#### [Direction a]
In the listing below, copy out everything from the line containing "of the pink" down to the end of the listing, both ends included, keeping every line the same.

#### [Excerpted passage]
If the only acceptable solution is 4 different rounding flavors of your existing primitives, then I'll take it, but the path to fewer bugs is just to implement intervals at the bottom. This could be extended to SIMD at some point, as well.

KloudKoder avatar Oct 14 '20 02:10 KloudKoder

Wasm is generally designed as a minimal abstraction over hardware, so the design pressure is to expose (standardized) versions of what is in hardware, and not build the next higher-level concept unless it is impossible not to. In this case it would seem that rounding modes would be both closer to hardware and the more minimal addition. It's my understanding that the rounding mode control design in IEEE 754 is meant for this purpose, and has other purposes too, outside of interval arithmetic.

titzer avatar Oct 14 '20 07:10 titzer

If you do it that way, then at least the compilation process would be straightforward, along with extension to SIMD. This also means that interval implementation will need to be done by porting these rounding-aware arithmetic primitives primitives to higher-level languages, which is more of an uphill battle. But OK, what's the next step?

KloudKoder avatar Oct 14 '20 13:10 KloudKoder

If I understand correctly, you have the same problem with high-level languages for native compilation, so I don't think that's a Wasm-specific problem that Wasm needs to solve.

#### [Record excerpts]
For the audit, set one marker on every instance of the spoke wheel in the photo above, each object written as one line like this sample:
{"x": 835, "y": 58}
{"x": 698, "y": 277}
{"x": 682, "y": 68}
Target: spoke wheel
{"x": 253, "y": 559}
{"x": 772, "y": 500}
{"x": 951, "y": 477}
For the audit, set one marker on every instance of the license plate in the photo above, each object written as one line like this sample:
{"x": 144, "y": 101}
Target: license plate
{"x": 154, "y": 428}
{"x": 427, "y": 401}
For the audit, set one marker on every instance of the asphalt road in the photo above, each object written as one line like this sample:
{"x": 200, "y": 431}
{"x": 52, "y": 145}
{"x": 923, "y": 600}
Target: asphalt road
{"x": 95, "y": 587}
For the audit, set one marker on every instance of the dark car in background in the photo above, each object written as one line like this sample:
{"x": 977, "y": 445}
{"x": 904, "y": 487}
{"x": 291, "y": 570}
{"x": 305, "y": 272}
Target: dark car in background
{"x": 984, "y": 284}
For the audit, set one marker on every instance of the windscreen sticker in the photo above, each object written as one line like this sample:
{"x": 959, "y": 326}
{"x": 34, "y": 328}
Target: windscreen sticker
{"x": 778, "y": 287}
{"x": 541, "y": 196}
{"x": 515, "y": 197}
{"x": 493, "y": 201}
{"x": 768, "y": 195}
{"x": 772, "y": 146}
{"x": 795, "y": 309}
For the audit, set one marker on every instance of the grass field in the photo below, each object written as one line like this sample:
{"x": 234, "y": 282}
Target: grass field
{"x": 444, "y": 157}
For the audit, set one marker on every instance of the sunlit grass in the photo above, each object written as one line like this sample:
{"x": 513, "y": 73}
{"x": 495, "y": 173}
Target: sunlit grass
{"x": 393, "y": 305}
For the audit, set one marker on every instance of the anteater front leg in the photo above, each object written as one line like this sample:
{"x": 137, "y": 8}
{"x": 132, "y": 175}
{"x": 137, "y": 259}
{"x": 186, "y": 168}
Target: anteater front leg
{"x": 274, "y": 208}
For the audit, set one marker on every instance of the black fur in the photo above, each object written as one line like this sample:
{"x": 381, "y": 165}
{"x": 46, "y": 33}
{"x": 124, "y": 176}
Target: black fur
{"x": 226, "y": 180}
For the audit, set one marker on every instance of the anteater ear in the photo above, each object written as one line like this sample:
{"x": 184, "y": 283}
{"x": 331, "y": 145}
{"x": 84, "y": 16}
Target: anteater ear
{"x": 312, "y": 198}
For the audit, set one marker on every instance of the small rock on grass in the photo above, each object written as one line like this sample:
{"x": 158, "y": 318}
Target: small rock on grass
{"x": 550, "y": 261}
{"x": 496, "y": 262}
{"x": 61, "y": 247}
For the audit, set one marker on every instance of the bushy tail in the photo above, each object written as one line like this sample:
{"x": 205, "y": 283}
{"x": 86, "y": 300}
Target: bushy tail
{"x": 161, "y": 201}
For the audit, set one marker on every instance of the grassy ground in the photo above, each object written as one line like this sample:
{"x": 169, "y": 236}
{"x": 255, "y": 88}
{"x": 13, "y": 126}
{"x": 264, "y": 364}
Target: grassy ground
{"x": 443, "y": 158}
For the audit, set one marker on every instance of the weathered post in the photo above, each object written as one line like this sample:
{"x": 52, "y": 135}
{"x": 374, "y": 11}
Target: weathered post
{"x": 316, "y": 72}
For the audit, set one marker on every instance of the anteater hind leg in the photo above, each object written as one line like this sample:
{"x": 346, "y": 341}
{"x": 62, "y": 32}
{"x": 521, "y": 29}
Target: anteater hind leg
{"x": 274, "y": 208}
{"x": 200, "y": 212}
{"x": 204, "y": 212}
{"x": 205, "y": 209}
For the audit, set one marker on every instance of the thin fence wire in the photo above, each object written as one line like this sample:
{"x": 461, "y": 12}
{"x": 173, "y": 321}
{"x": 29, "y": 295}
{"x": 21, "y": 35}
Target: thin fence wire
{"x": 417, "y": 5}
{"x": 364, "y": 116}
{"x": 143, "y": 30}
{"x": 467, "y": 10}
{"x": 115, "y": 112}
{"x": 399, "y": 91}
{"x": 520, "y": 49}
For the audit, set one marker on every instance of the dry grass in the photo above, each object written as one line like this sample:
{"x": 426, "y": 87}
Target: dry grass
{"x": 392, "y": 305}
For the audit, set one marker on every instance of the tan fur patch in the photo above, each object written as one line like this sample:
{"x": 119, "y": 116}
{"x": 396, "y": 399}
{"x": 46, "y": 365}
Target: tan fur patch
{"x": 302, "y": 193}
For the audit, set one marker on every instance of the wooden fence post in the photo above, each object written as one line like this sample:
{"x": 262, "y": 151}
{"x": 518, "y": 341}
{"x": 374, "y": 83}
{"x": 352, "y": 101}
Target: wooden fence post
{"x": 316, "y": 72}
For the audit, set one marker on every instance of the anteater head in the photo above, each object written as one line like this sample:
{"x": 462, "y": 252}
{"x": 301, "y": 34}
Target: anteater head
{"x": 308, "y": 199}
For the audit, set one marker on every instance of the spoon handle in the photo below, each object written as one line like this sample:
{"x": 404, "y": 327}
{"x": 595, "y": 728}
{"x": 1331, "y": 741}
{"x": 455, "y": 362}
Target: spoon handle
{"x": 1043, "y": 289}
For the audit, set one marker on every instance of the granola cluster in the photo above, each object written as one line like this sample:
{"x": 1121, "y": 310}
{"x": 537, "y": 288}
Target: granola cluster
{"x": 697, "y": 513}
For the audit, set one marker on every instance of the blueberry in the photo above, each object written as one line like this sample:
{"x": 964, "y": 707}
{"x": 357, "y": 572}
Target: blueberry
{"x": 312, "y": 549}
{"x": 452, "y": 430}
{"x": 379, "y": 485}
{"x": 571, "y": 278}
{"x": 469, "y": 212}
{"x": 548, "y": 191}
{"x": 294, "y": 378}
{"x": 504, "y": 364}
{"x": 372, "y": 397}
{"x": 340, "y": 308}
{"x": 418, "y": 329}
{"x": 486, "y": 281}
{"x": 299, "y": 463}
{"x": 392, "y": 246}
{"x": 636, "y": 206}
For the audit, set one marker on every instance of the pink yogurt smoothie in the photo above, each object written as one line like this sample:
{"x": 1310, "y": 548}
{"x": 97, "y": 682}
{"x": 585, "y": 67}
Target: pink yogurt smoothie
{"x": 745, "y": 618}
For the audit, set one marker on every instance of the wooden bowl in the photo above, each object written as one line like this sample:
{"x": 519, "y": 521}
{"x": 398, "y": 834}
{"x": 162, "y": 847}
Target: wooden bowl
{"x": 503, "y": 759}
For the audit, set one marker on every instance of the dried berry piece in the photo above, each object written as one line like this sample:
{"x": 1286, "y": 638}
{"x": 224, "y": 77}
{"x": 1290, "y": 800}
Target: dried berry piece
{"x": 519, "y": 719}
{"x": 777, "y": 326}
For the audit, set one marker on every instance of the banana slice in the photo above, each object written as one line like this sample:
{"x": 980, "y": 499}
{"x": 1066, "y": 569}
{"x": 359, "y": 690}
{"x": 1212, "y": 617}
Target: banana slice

#### [Direction b]
Answer these about the discussion on rounding modes, one line each:
(i) What is Wasm generally designed as?
(ii) How many rounding flavors of the existing primitives did the first comment say it would accept?
(iii) According to the last comment, the same problem with high-level languages comes up for what kind of compilation?

#### [Exercise output a]
For the audit, set one marker on every instance of the pink yogurt smoothie in the photo above, each object written as one line like this sample:
{"x": 1310, "y": 548}
{"x": 97, "y": 682}
{"x": 585, "y": 67}
Target: pink yogurt smoothie
{"x": 745, "y": 618}
For the audit, set one marker on every instance of the wooden bowl in the photo above, each object written as one line like this sample:
{"x": 519, "y": 521}
{"x": 398, "y": 834}
{"x": 162, "y": 847}
Target: wooden bowl
{"x": 503, "y": 759}
For the audit, set one marker on every instance of the dried berry piece in the photo above, each object written as one line like this sample:
{"x": 1286, "y": 638}
{"x": 224, "y": 77}
{"x": 1290, "y": 800}
Target: dried berry piece
{"x": 519, "y": 719}
{"x": 777, "y": 326}
For the audit, set one marker on every instance of the banana slice in the photo above, each object written as one line like this sample:
{"x": 980, "y": 499}
{"x": 1066, "y": 569}
{"x": 359, "y": 690}
{"x": 1212, "y": 617}
Target: banana slice

#### [Exercise output b]
(i) A minimal abstraction over hardware
(ii) 4
(iii) Native compilation